> _Instruction_: Give the records back in full, exactly as they read.

Rows from a pointing dataset:
---+---

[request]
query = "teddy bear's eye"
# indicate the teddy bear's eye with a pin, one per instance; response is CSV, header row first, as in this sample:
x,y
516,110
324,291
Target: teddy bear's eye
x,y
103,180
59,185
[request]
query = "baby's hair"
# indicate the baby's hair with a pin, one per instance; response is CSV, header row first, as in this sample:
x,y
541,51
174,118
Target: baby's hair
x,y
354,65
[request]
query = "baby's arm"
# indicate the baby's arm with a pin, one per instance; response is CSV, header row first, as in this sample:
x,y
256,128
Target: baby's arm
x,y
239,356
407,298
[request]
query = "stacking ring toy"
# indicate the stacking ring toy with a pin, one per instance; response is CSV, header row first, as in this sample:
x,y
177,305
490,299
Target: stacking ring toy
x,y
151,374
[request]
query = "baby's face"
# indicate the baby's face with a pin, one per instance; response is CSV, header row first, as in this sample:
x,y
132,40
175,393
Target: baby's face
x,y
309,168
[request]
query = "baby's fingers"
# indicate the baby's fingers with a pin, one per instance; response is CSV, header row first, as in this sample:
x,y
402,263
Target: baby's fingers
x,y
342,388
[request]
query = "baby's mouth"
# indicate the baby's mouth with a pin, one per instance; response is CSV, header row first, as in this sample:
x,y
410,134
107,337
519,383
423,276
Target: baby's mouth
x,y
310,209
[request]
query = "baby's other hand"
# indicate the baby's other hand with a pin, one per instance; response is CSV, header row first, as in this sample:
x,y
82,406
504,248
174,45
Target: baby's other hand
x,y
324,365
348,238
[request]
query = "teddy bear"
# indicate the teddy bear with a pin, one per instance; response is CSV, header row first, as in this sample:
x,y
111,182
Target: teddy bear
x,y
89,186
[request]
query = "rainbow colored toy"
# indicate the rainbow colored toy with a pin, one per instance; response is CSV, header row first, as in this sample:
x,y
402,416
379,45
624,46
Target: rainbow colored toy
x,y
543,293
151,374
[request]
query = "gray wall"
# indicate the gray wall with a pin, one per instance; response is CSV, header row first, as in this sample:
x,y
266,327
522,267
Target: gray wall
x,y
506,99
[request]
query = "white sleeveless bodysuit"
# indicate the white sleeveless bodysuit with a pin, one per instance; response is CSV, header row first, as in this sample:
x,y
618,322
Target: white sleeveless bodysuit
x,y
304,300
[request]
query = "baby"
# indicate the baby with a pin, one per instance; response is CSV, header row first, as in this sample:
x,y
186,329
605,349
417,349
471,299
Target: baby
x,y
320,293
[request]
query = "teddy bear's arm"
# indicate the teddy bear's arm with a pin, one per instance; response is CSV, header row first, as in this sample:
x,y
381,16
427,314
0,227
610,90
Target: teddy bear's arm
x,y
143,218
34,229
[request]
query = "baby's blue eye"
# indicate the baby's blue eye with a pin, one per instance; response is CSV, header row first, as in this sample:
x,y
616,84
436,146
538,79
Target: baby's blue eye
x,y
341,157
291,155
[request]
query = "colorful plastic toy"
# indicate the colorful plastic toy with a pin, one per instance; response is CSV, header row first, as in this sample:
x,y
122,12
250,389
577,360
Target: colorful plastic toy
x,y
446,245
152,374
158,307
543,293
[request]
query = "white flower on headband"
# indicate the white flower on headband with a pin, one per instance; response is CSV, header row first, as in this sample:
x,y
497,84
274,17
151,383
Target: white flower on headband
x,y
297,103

---+---

> _Task answer_:
[request]
query = "teddy bear's eye"
# indicate the teddy bear's eye with a pin, one per instance; response is CSV, header row first, as in this sample:
x,y
516,110
324,291
Target: teddy bear's eye
x,y
103,180
59,185
[request]
query = "baby's hair"
# indicate the baby's hair with a pin, one per instance; response is CSV, header row first, as in this sample:
x,y
541,51
174,118
Target: baby's hair
x,y
354,65
[request]
query = "baby's arm"
# indicate the baby's arm with a pin, one per instance; response is CSV, header row first, as in this sample:
x,y
256,128
Target: baby's arm
x,y
239,356
407,298
[request]
query = "stacking ring toy"
# indicate the stacking ring toy with a pin, one per instance; response is CSV, header row first, as in this sample:
x,y
177,305
490,299
Target: stacking ring toy
x,y
151,374
[request]
query = "baby's face"
# indicate the baby's face with a pin, one per instance; response is CSV, header row first, as in this sample:
x,y
132,40
175,393
Target: baby's face
x,y
309,168
[request]
query = "baby's fingers"
# indicate the baby's fingers with a pin, one per instance; response is CSV, header row first, as in this sample:
x,y
402,263
Target: baby's fingers
x,y
342,388
[request]
query = "baby's mouth"
# indicate the baby's mouth with a pin, one per instance; response is CSV, header row first, as in this sample:
x,y
410,134
107,337
519,383
423,276
Target: baby's mouth
x,y
310,209
[request]
query = "baby's other hand"
# indicate the baby's other hand with a pin, one per instance; response is CSV, header row first, as in this sample:
x,y
82,406
504,248
174,45
Target: baby's other hand
x,y
324,365
348,238
[request]
query = "teddy bear"
# indicate the teddy bear with a pin, one per instance; response is CSV, header row first, as in this sample:
x,y
111,182
Target: teddy bear
x,y
89,186
[request]
query = "rainbow colored toy"
# indicate the rainbow colored toy with a pin, one per instance; response is CSV, header row first, as in this sample:
x,y
402,416
379,45
624,46
Target: rainbow colored toy
x,y
543,293
151,374
[request]
query = "gray wall"
# indicate the gray wall with a pin, one per instance; response is CSV, header row first, as in this sample:
x,y
266,327
522,267
Target: gray wall
x,y
506,99
[request]
query = "white sleeveless bodysuit"
# indicate the white sleeveless bodysuit with a pin, one per instance; response is CSV, header row first, as in this sample:
x,y
618,322
Target: white sleeveless bodysuit
x,y
304,300
[request]
query = "baby"
# indicate the baby with a pin, one per instance; response is CSV, header row first, as in this sample:
x,y
186,329
605,349
417,349
471,299
Target: baby
x,y
320,293
[request]
query = "teddy bear's arm"
# indicate the teddy bear's arm with a pin, one per instance; response is CSV, header row first, as in this sample:
x,y
381,16
427,314
0,227
610,90
Target: teddy bear's arm
x,y
143,218
34,229
[request]
query = "baby's blue eye"
# indicate the baby's blue eye with a pin, one per instance; response is CSV, header row first, as in this sample:
x,y
616,84
436,146
538,79
Target: baby's blue eye
x,y
341,157
291,155
[request]
query = "colorful plastic toy"
# indicate the colorful plastic toy with a pin, one per instance; response is CSV, header row first, as in this sample:
x,y
122,12
250,389
577,360
Target: colorful plastic toy
x,y
446,245
152,374
158,307
543,293
[request]
query = "white flower on headband"
# indicate the white flower on headband with a pin, one per instance; response is CSV, header row first, as in this sample:
x,y
497,84
274,17
151,383
Target: white flower on headband
x,y
297,103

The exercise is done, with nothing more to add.